#### [Task input]
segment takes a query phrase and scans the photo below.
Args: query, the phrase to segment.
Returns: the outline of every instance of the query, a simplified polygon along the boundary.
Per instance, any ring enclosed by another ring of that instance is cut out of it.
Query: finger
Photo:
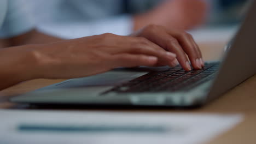
[[[112,60],[114,68],[133,67],[140,65],[151,67],[155,65],[158,63],[158,57],[155,56],[130,53],[114,55]]]
[[[132,37],[134,42],[131,47],[123,52],[133,54],[142,54],[154,56],[158,58],[158,62],[165,65],[173,66],[172,61],[176,55],[165,50],[143,37]]]
[[[187,53],[195,69],[201,69],[202,64],[200,62],[199,50],[194,44],[190,34],[186,32],[170,32],[182,46],[184,52]]]
[[[177,59],[183,69],[188,71],[191,70],[191,67],[187,55],[177,39],[171,36],[165,31],[159,31],[155,34],[149,37],[149,39],[167,51],[175,53]]]
[[[204,67],[205,66],[205,62],[203,61],[203,58],[202,58],[202,52],[201,51],[201,50],[199,48],[199,46],[198,46],[198,45],[196,44],[195,40],[194,39],[193,37],[192,37],[192,35],[191,35],[190,37],[191,37],[192,42],[193,43],[194,45],[195,45],[195,47],[196,47],[196,49],[197,49],[197,51],[199,52],[198,55],[199,55],[199,57],[200,57],[200,60],[201,64],[202,65],[202,67]]]

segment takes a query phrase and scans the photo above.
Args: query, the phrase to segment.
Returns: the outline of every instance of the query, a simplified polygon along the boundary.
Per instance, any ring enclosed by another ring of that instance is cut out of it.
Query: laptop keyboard
[[[206,63],[202,69],[187,71],[178,65],[166,71],[150,72],[118,85],[102,94],[110,92],[187,91],[213,78],[218,66],[219,63]]]

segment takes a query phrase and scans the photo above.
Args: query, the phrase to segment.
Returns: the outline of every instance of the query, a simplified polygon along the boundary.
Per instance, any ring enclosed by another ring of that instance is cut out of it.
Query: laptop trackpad
[[[147,72],[110,71],[91,76],[68,80],[56,84],[55,88],[84,88],[115,86],[147,73]]]

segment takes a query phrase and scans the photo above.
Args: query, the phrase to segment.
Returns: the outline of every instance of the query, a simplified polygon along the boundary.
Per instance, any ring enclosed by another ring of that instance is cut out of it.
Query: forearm
[[[22,81],[36,78],[36,45],[25,45],[0,50],[0,90]]]

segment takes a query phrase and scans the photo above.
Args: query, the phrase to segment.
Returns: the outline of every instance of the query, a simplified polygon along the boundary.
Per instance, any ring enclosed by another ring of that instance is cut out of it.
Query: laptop
[[[117,69],[68,80],[10,101],[39,105],[202,106],[255,74],[255,13],[256,1],[252,1],[222,61],[207,62],[201,70],[186,71],[179,65]]]

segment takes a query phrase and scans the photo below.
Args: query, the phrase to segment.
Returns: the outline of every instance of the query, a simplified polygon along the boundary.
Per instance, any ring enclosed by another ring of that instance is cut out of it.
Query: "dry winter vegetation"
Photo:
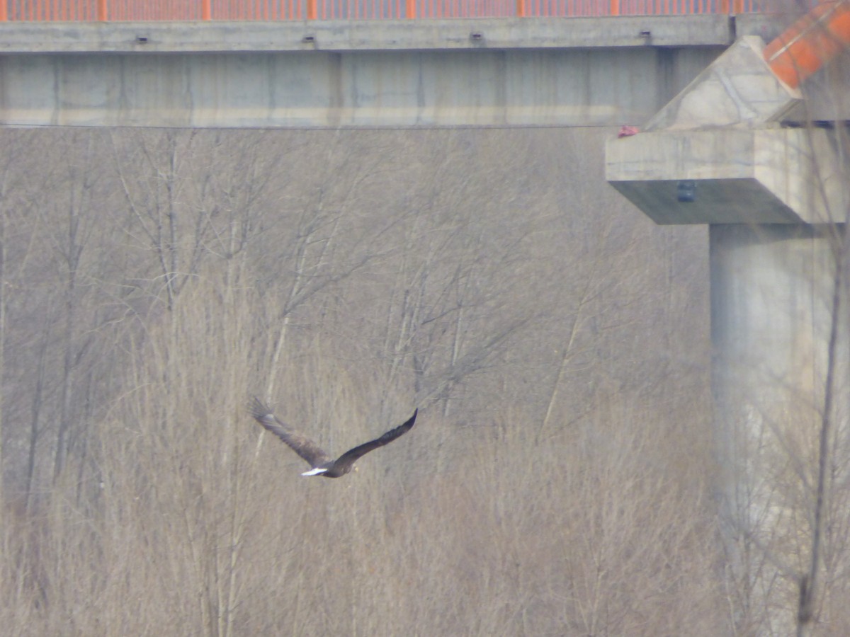
[[[4,633],[765,634],[706,232],[604,183],[609,133],[3,132]],[[252,394],[334,451],[421,411],[303,478]]]

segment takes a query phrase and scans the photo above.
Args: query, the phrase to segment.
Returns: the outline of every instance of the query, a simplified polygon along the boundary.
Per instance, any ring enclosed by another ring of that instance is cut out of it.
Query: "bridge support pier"
[[[656,223],[710,227],[725,574],[756,634],[793,634],[828,598],[827,529],[847,518],[833,488],[850,482],[845,136],[780,125],[805,104],[763,46],[739,40],[606,156]]]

#### [Short task]
Without including any pictures, print each record exactly.

#### [Response to the exercise]
segment takes a query phrase and scans the photo below.
Args: query, the phrase to segment.
Returns: the outline of every instance of the query, a simplified polygon along the boundary.
Per instance, any ring enclosed by another ring of that instance is cut out of it.
Query: finger
Photo:
[[[112,60],[114,68],[133,67],[140,65],[151,67],[155,65],[158,63],[158,57],[155,56],[130,53],[114,55]]]
[[[132,37],[134,42],[131,47],[123,52],[133,54],[142,54],[154,56],[158,58],[158,62],[165,65],[173,66],[172,61],[176,55],[165,50],[143,37]]]
[[[187,53],[195,69],[201,69],[202,64],[200,62],[199,50],[194,44],[190,34],[186,32],[170,32],[182,46],[184,52]]]
[[[177,59],[183,69],[188,71],[191,70],[191,67],[187,55],[177,39],[171,36],[165,31],[159,31],[155,34],[149,37],[149,39],[167,51],[175,53]]]
[[[204,67],[205,66],[205,62],[203,61],[203,58],[202,58],[202,52],[201,51],[201,50],[199,48],[199,46],[198,46],[198,45],[196,44],[195,40],[194,39],[193,37],[192,37],[192,35],[191,35],[190,37],[191,37],[192,42],[193,43],[194,45],[195,45],[195,47],[196,47],[196,49],[197,49],[197,51],[199,52],[198,55],[199,55],[199,57],[200,57],[200,60],[201,64],[202,65],[202,67]]]

segment takes a query phrase and scans the photo above.
Args: query, the phrase to segment.
Returns: the outline of every instance of the query, a simplified polygon along the boundary.
Per instance, any ring enclosed by another ring of that instance is cut out of it.
Query: laptop keyboard
[[[206,63],[202,69],[187,71],[178,65],[166,71],[150,72],[118,85],[102,94],[110,92],[187,91],[213,78],[218,66],[219,63]]]

segment takes a query phrase and scans the photo above.
Args: query, the phrase to segment.
Returns: the outline of every instance of the query, a simplified polygon along the boundary.
Per instance, any ring enclosed by another ring of that instance is cut out of it.
Query: laptop trackpad
[[[147,72],[110,71],[91,76],[68,80],[56,84],[55,88],[84,88],[115,86],[147,73]]]

segment takes a query phrase and scans the photo above.
Args: query, the phrase to segment.
Returns: the outline of every instance of the query, a simplified polygon along the boundary.
Per instance, any ring enclosed by another ring of that instance is cut out of it.
Query: forearm
[[[22,81],[36,78],[36,45],[25,45],[0,50],[0,90]]]

segment takes a query phrase and scans the photo above.
Args: query, the phrase to segment.
Returns: the outline of every instance of the query, a simplified polygon along the boundary.
Per instance, any ring enclosed by another ring of that instance is cut out of it.
Query: laptop
[[[117,69],[68,80],[10,101],[39,105],[202,106],[255,74],[255,13],[256,1],[252,1],[222,61],[207,62],[201,70],[186,71],[179,65]]]

segment takes a query phrase and scans the photo below.
Args: query, the phrase to segment.
Returns: the outline of every instance of the query, a simplified polygon along the boundary.
Per instance, any ring enclosed by another ring of that instance is cut out of it.
Query: "dry winter vegetation"
Photo:
[[[4,633],[765,634],[706,232],[604,183],[609,133],[3,132]],[[252,394],[334,451],[421,411],[303,478]]]

segment takes a query phrase and scans the photo above.
Args: query, the phrase to segment.
Returns: the outline of every instance of the query, a simplified polygon along the boundary.
Per instance, any ring enclosed by another ring of that instance is cut out of it.
Query: "bridge support pier"
[[[656,223],[710,227],[725,574],[756,634],[793,634],[828,598],[827,529],[847,518],[833,488],[850,482],[845,136],[780,125],[805,104],[763,46],[739,40],[606,156]]]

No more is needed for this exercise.